### Supplied material

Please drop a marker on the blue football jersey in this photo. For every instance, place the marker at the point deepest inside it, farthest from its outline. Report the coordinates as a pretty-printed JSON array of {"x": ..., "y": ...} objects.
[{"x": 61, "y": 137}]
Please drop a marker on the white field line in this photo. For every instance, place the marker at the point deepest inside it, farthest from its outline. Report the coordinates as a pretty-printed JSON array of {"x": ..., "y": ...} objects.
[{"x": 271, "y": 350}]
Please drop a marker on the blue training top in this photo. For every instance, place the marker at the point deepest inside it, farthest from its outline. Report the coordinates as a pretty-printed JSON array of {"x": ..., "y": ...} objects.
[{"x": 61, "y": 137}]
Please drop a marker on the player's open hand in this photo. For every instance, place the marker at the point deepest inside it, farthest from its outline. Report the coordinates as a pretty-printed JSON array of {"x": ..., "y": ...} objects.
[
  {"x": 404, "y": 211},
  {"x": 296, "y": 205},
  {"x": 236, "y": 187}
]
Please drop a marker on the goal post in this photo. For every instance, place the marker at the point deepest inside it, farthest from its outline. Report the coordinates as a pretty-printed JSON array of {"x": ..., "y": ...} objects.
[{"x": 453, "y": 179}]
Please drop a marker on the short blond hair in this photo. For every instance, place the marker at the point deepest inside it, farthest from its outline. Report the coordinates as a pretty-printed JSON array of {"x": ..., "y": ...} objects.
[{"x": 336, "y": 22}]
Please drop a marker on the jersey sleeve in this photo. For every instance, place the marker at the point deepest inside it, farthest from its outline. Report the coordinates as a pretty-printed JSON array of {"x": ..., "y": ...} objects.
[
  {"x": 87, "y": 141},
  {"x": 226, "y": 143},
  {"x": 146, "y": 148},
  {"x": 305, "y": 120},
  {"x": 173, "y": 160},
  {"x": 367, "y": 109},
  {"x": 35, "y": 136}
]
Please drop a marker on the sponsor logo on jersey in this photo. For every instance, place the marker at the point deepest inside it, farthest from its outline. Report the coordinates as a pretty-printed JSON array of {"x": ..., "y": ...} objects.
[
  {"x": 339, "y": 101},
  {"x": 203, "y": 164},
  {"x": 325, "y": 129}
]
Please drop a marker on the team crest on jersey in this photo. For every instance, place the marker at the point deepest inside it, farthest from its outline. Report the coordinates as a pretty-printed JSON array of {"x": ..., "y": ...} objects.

######

-- Assignment --
Write every line of the entries again, word for word.

-- Answer to this exercise --
Please drop a marker on the blue football jersey in this photo. For every instance, place the marker at the point deepest inside it, farthest from its outline. Report the coordinates as a pretty-printed JSON array of {"x": ..., "y": ...} objects.
[{"x": 61, "y": 137}]
Please drop a marker on the white field line in this photo. For every instance, place the marker at the point deepest inside it, farthest from its outline. Report the coordinates as a pretty-printed JSON array of {"x": ..., "y": ...} objects.
[{"x": 271, "y": 350}]
Please drop a marker on the blue training top in this photo. For every instance, place the marker at the point deepest inside it, farthest from its outline. Report the coordinates as a pretty-printed JSON array of {"x": ..., "y": ...} objects.
[{"x": 61, "y": 137}]
Please drop a marker on the player's open hand in this photo. For every instance, place the marker at the point deepest inside it, farthest from its outline. Report the coordinates as a pretty-printed JSON array of {"x": ..., "y": ...} objects.
[
  {"x": 404, "y": 211},
  {"x": 296, "y": 205},
  {"x": 236, "y": 187}
]
Please drop a marker on the goal post in this photo. For every instance, place the marker at the point deepest inside it, farthest from its outline. Report the coordinates as a pretty-printed JSON array of {"x": ..., "y": ...} objects.
[{"x": 453, "y": 179}]
Please drop a marker on the short blond hair in this photo. For every instance, place the marker at the point deepest inside it, farthest from its outline. Report the coordinates as a pretty-printed JSON array of {"x": ..., "y": ...} objects.
[{"x": 336, "y": 22}]
Please drop a marker on the jersey sleeve in this photo. For every instance, place the marker at the point deepest inside it, farthest from its outline. Report the coordinates as a pretty-printed JSON array of {"x": ..., "y": ...} objects.
[
  {"x": 87, "y": 141},
  {"x": 226, "y": 143},
  {"x": 146, "y": 148},
  {"x": 305, "y": 120},
  {"x": 173, "y": 160},
  {"x": 367, "y": 109},
  {"x": 35, "y": 136}
]
Please drop a marker on the sponsor logo on jersey in this photo. For every instance, place the marker at the point deepest inside it, farthest from its outline. Report the coordinates as a pretty-printed JSON array of {"x": ..., "y": ...} objects.
[
  {"x": 339, "y": 101},
  {"x": 203, "y": 164},
  {"x": 325, "y": 129}
]
Please drop a marker on the team crest on jersey in this photo. For every instance, place the marker at the point deepest inside it, farthest from its outline. Report the coordinates as a pretty-printed JSON array of {"x": ..., "y": ...} objects.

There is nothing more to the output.